▶ _Tasks_
**1.** Transcribe the passage on liberature from "Liberature is an" to "good old book)".
**2.** Decide whether each statement agrees with the passage on liberature, answering yes or no and quoting the words of the passage that settle it: (a) Liberature is entirely free of structure. (b) The word "liber" can be read as the Latin for book or the Latin for free. (c) Prints and web versions of texts freed from the traditional book form are available at liberatorium.com.
**3.** Resume the passage on liberature from the point where it stops.

▶ _Article_
Liberature is an epitome of two beautiful creative forces: choice and change. Creating they disrupt and disrupting they create. Texts, authors, readers.
And this potential for creative disruption is the only reader’s and writer’s guide for the exploration of the terra incognita of formless meaning. [Prints and web versions of texts set free from the traditional book form are also available at liberatorium.com]

Free as it may appear, this transgenre is not totally freed of structure though, as one would think and read from its name (liber could be read as either the Latin book or the Latin free). This freedom for sure is far from being libertas gratia libertatis. It is rather the freedom of the author to choose a “house” in which their words fit best, be it a traditional one (including the good old book)

▶ _Record list_
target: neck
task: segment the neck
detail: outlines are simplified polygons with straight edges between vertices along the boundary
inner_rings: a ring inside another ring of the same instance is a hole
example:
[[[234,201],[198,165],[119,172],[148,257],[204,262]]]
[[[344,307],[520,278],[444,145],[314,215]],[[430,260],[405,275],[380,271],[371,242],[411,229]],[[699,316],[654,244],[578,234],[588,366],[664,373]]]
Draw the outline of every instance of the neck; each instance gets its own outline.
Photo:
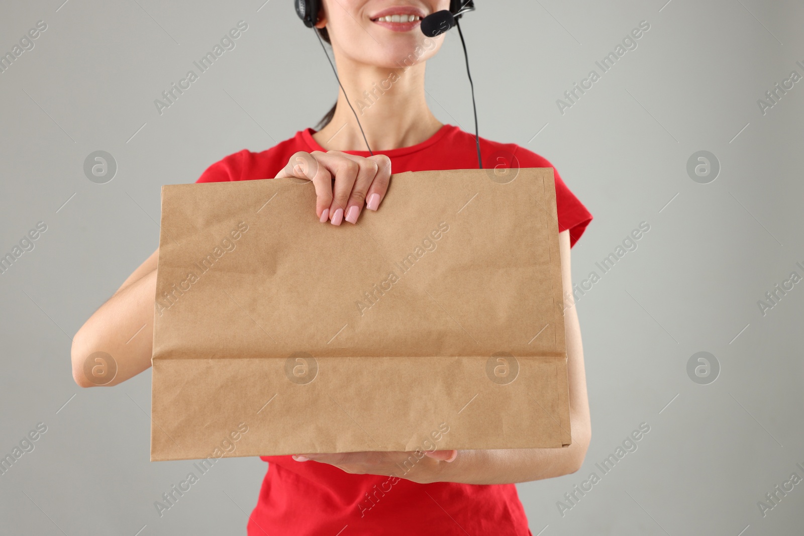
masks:
[[[336,55],[349,100],[374,152],[409,147],[432,137],[443,125],[425,98],[424,62],[397,68],[356,64]],[[338,89],[332,121],[313,135],[326,150],[366,150],[343,92]]]

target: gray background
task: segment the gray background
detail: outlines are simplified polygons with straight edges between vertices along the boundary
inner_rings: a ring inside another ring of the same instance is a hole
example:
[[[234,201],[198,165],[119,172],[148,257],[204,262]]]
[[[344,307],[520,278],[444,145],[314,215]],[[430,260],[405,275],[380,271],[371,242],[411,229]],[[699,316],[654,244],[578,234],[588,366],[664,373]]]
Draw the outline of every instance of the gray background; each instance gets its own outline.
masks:
[[[48,227],[0,275],[0,453],[47,426],[0,476],[0,532],[244,534],[265,464],[220,461],[160,518],[154,501],[191,462],[148,461],[150,374],[81,390],[70,337],[156,248],[160,186],[314,125],[334,100],[332,73],[289,0],[62,2],[0,7],[0,51],[48,25],[0,74],[2,253],[36,222]],[[804,5],[666,2],[478,0],[464,19],[482,134],[550,159],[595,216],[573,279],[650,224],[578,302],[593,438],[577,473],[518,486],[534,535],[804,525],[804,483],[765,518],[757,505],[804,477],[804,283],[765,316],[757,305],[804,275],[804,81],[765,116],[757,104],[790,71],[804,75]],[[236,48],[158,114],[154,100],[240,19]],[[556,99],[642,20],[638,47],[560,113]],[[440,120],[470,129],[461,62],[452,33],[427,89]],[[119,166],[107,184],[83,173],[98,149]],[[686,171],[702,149],[721,165],[709,184]],[[721,366],[709,385],[686,371],[701,350]],[[638,449],[562,517],[564,493],[642,422]]]

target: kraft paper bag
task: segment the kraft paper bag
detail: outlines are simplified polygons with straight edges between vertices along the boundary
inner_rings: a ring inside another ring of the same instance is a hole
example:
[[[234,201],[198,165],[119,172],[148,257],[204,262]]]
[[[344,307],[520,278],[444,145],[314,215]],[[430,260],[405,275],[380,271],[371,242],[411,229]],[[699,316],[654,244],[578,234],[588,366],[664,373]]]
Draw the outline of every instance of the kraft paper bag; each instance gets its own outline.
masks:
[[[550,168],[166,186],[151,460],[571,442]],[[511,180],[513,177],[513,180]]]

▶ _Results for the exercise_
**1.**
Liberature is an epitome of two beautiful creative forces: choice and change. Creating they disrupt and disrupting they create. Texts, authors, readers.
And this potential for creative disruption is the only reader’s and writer’s guide for the exploration of the terra incognita of formless meaning. [Prints and web versions of texts set free from the traditional book form are also available at liberatorium.com]

Free as it may appear, this transgenre is not totally freed of structure though, as one would think and read from its name (liber could be read as either the Latin book or the Latin free). This freedom for sure is far from being libertas gratia libertatis. It is rather the freedom of the author to choose a “house” in which their words fit best, be it a traditional one (including the good old book)

**2.**
(a) No: "this transgenre is not totally freed of structure though"
(b) Yes: "liber could be read as either the Latin book or the Latin free"
(c) Yes: "Prints and web versions of texts set free from the traditional book form are also available at liberatorium.com"

**3.**
As two of the minds behind Liberature – Katarzyna Bazarnik and Zenon Fajfer, share in “Traditional and emerging formats of artists books: Where do we go from here?” it is about writing books not texts, about authors considering their writing not only from the linguistic perspective, but also from the perspective of the form:
the book … [is] not a transparent container whose shape should not interfere with words transporting the reader to sphere of disembodied meaning
It is Zenon Fajfer’s firm belief that:
The writer should construct the space of his work anew, and each of his works should have its own distinct structure. Let it even be a traditional volume, so long as it constitutes an integral whole with the content of the book
(op. cit. http://goo.gl/v1x5X9)
Searching for new forms of expression, with liberature writers “reconsider such fundamental notions as “form”, “time” and “space”. Just like they do with writing for the Web.
Kissing dichotomies bye bye
Liberature as a presentiment of the Web life of texts
Today’s web is a multifaceted landscape of identities, a constant change of context. We navigate from one environment to another(email, social media, blogs, websites) in the click of a mouse. In one and the same day we are authors, readers and even texts.
Following this narrative of us as media and messages, Liberature is a presentiment of the Web life of texts as we know it. Both reading and writing on the Web and Liberature enable the text to transcend boundaries, to allow for deeper interaction, play, subjectivity and sign restructuring. Both set the perception of texts and in general of any signifying system free of splits such as individual and collective work, form and meaning, dialogue and monologue.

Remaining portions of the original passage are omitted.